[start]
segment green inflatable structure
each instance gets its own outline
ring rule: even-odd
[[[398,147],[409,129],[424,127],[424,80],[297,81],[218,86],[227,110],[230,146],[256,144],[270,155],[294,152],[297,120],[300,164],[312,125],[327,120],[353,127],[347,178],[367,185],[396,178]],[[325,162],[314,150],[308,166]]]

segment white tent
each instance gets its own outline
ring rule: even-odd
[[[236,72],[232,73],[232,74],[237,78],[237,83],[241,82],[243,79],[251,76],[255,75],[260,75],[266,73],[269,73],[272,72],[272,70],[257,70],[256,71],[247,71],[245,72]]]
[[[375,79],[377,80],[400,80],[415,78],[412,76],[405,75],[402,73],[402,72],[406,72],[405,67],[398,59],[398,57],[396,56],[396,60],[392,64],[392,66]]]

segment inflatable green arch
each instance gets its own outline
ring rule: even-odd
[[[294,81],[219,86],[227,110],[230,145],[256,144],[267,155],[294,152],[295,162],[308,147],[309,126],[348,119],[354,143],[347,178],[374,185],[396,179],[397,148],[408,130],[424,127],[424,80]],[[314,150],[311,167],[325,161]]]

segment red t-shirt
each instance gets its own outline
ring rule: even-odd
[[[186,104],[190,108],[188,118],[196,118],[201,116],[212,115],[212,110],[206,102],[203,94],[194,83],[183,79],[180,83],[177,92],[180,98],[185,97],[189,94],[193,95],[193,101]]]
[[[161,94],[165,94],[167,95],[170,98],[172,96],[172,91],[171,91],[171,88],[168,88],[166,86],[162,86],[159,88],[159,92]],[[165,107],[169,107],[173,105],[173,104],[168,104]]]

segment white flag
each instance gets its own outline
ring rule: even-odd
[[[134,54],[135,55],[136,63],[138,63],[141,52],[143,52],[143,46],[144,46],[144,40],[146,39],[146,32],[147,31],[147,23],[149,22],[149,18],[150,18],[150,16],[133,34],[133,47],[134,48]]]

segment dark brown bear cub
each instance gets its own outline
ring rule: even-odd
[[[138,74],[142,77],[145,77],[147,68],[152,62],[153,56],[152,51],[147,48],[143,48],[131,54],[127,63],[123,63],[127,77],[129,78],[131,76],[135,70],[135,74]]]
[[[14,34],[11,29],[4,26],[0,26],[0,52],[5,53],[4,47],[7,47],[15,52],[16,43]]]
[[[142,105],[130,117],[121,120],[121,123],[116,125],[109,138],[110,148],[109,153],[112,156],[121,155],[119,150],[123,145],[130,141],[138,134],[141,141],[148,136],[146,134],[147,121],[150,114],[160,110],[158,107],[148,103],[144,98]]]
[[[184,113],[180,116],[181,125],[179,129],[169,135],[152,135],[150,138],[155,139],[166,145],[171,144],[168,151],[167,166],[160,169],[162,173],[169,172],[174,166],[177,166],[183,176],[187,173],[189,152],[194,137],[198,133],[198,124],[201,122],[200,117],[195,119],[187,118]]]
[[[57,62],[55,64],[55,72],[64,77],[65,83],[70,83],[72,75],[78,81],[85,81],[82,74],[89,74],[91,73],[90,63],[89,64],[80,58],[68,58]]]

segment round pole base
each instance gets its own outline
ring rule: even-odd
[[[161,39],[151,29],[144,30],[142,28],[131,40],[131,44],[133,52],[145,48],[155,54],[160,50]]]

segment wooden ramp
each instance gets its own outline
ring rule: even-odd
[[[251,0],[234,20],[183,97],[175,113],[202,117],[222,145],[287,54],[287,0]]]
[end]
### Exercise brief
State how many lines of the records above contain the string "white". Matching is case-sensitive; give only the number.

### Result below
2